• _TRECHO_
%%

A postura agressiva dos apresentadores do
Jornal Nacional na noite de ontem, que atingiu seu ápice quando Patrícia Poeta
colocou o dedinho no rosto da presidente Dilma Rousseff, escancara que as
Organizações Globo farão o que estiver a seu alcance, nos próximos dois meses,
para impedir sua reeleição; aparentemente, os irmãos Roberto Irineu, João
Roberto e José Roberto Marinho tratam esta eleição como uma questão de vida ou
morte; entre os motivos possíveis, estão a autuação milionária da Receita
Federal, o receio de que o país avance na democratização da mídia e a percepção
de que a Globo, alvo dos protestos de junho por ter apoiado a ditadura militar,
não é mais capaz de ditar os rumos do país como no passado; juntos, os três
irmãos formam a família midiática mais rica do mundo, com um patrimônio de US$
28,9 bilhões, que foi formado graças à concentração de poder; no entanto,
audiência declinante desafia um império que extravasa seu nervosismo, como
aconteceu na noite de ontem; será que a presidente Dilma é o lobo mau?
Marco Damiani, 247 - Donos do maior patrimônio pessoal entre todos os empresários de
mídia do mundo, como o australiano Ruppert Murdoch, do grupo Medi–a News, ou o americano
Ted Turner, da rede CNN, os três irmãos Marinho – João Roberto, Roberto Irineu
e José Roberto – consideram ter mais de um bilhão de motivos para atuarem, com
sua poderosa máquina editorial, contra a reeleição da presidente Dilma
Rousseff.
Nota sobre nota, eles têm, juntos, uma fortuna estimada pela revista Forbes em US$
28,9 bilhões (R$ 74,2 bilhões de reais).
Porém, com mais quatro anos de Dilma no Palácio do Planalto, os
três temem perder dinheiro, prestígio e influência em doses imprevisíveis.
Podem ser bastante fortes.
No ano passado, a
Receita Federal venceu no Carf (Conselho Administrativo de Recursos Fiscais)
uma disputa com a Globo de R$ 713 milhões.
Hoje, a conta ainda não
saudada está em mais de R$ 1 bilhão.
Por outro lado, a
reeleição da presidente vai, necessariamente, aquecer o debate sobre a
regulação do funcionamento do setor de mídia no Brasil. Pilares da base do
gigantismo da Globo, como propriedades cruzadas e presença majoritária em
múltiplas áreas de atuação, configuram um oligopólio que fatura, anualmente,
cerca de R$ 10 bilhões.

%%

• _PERGUNTAS A RESPONDER_
**a.** Segundo o trecho sobre a Globo, em quanto a revista Forbes estima a fortuna conjunta dos três irmãos Marinho?
**b.** Liste os motivos possíveis que o trecho sobre a Globo aponta para a atuação dos irmãos Marinho contra a reeleição de Dilma Rousseff.
**c.** Escreva a continuação do texto sobre a Globo e a reeleição de Dilma Rousseff, começando logo após a última frase.

• _DADOS FORNECIDOS_

%%

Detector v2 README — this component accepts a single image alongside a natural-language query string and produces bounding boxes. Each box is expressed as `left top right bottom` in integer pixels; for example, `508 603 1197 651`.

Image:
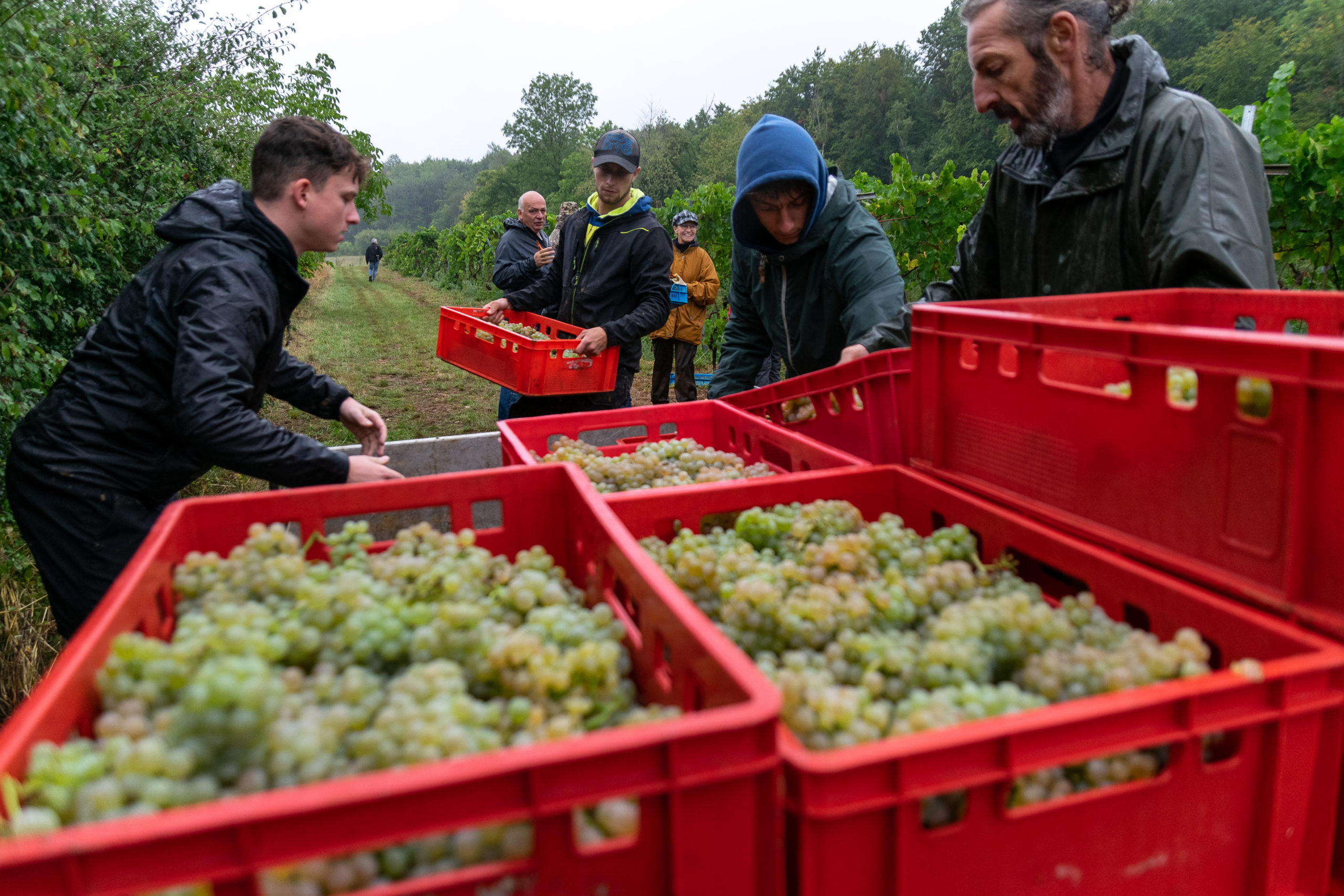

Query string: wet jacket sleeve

%%

• _RESPOSTAS EM ORDEM_
**a.** Em US$ 28,9 bilhões (R$ 74,2 bilhões).

**b.**
- A autuação milionária da Receita Federal
- O receio de que o país avance na democratização da mídia
- A percepção de que a Globo, alvo dos protestos de junho por ter apoiado a ditadura militar, não é mais capaz de ditar os rumos do país como no passado

**c.**
É essa espécie de
fábrica de fazer dinheiro, erguida a partir do período dos militares no poder
do Brasil (1964-1985) e movida pelo B.V. (o famoso bônus de veiculação), que se
vê ameaçada pela presidente candidata.
Um terceiro, mas não menos importante elemento, é o público em
si. Em junho do ano passado, uma parte do vandalismo em que as manifestações
degeneraram foi dirigido contra a Globo. Esterco chegou a ser jogado nas
paredes da sede da emissora em São Paulo.
A pressão popular sobre
carros adesivados da emissora passou a ser um fato cotidiano, e sempre
arriscado, na vida dos profissionais da empresa.
BELIGERÂNCIA NO DNA - É natural, na defesa de
seus interesses bilionários, que os Marinho usem todos os canhões ao seu
dispor. A beligerância, de resto, está no DNA do grupo empresarial que eles
herdaram do pai.
A Globo nasceu com obsessão pelo poder.
A estratégia do empresário Roberto Marinho foi, desde as
primeiras transmissões, em abril de 1965, exatamente um ano depois de os
militares brasileiros derrubarem o presidente João Goulart, a de servir ao
regime. Não há interpretação histórica que possa superar esse fato.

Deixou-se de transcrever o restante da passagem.